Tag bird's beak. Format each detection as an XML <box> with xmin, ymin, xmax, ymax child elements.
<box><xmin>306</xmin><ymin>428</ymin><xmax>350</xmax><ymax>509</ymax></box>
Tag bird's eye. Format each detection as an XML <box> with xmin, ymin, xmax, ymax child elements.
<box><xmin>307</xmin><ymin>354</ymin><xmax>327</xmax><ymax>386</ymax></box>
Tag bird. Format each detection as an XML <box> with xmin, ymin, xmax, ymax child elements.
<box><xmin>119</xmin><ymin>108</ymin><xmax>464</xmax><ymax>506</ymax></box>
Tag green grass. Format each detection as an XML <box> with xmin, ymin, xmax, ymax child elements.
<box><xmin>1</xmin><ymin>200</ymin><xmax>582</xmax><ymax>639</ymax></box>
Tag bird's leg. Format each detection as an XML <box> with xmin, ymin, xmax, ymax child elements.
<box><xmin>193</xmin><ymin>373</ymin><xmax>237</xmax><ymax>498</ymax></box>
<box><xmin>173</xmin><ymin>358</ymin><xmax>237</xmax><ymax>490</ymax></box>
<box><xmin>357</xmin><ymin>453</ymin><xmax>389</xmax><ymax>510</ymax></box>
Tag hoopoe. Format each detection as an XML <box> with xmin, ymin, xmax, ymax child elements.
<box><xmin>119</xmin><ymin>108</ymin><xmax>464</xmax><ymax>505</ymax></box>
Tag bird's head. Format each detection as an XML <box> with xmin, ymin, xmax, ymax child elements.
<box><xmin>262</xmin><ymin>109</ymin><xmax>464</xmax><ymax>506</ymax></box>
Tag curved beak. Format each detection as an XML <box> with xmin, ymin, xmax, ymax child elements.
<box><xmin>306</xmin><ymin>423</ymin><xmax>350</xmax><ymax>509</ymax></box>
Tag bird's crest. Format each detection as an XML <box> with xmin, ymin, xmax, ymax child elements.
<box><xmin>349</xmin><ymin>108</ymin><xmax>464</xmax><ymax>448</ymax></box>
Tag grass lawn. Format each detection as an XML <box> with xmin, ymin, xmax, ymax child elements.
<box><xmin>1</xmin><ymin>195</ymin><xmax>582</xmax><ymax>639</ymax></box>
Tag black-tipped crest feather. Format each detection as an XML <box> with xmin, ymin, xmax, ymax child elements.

■ ■ ■ ■ ■

Every line of the material above is to be copied exactly.

### Solved exercise
Tag bird's beak. Format each detection as an XML <box> with xmin, ymin, xmax, ymax child elements.
<box><xmin>306</xmin><ymin>428</ymin><xmax>350</xmax><ymax>509</ymax></box>
Tag bird's eye. Format each detection as an XML <box> with xmin, ymin, xmax, ymax child elements.
<box><xmin>307</xmin><ymin>354</ymin><xmax>327</xmax><ymax>386</ymax></box>
Tag bird. Format each detection as an XML <box> with xmin, ymin, xmax, ymax child elements.
<box><xmin>119</xmin><ymin>108</ymin><xmax>464</xmax><ymax>506</ymax></box>
Tag green grass. Format each detection as an XML <box> with xmin, ymin, xmax, ymax child elements.
<box><xmin>1</xmin><ymin>200</ymin><xmax>582</xmax><ymax>639</ymax></box>
Tag bird's leg. Format each detection as an XML <box> with xmin, ymin, xmax, ymax child elements.
<box><xmin>193</xmin><ymin>373</ymin><xmax>237</xmax><ymax>498</ymax></box>
<box><xmin>173</xmin><ymin>358</ymin><xmax>237</xmax><ymax>490</ymax></box>
<box><xmin>357</xmin><ymin>453</ymin><xmax>389</xmax><ymax>510</ymax></box>
Tag hoopoe. Format each detection as an XML <box> with xmin, ymin, xmax, ymax child elements.
<box><xmin>119</xmin><ymin>108</ymin><xmax>464</xmax><ymax>505</ymax></box>
Tag bird's head. Format each detection as an XML <box> with xmin, ymin, xmax, ymax child elements.
<box><xmin>262</xmin><ymin>109</ymin><xmax>464</xmax><ymax>506</ymax></box>
Tag curved beak. Format each detection as an XML <box> with xmin, ymin, xmax, ymax child elements.
<box><xmin>306</xmin><ymin>423</ymin><xmax>350</xmax><ymax>509</ymax></box>
Tag bird's crest. Format each detection as an XML <box> with xmin, ymin, xmax, ymax child elements.
<box><xmin>349</xmin><ymin>108</ymin><xmax>464</xmax><ymax>448</ymax></box>
Tag grass lawn. Format each detection as an XML <box> with xmin, ymin, xmax, ymax child elements.
<box><xmin>1</xmin><ymin>195</ymin><xmax>582</xmax><ymax>639</ymax></box>
Tag black-tipped crest feather. Format each detection as an XML <box> with xmin, ymin, xmax, ymax child elements.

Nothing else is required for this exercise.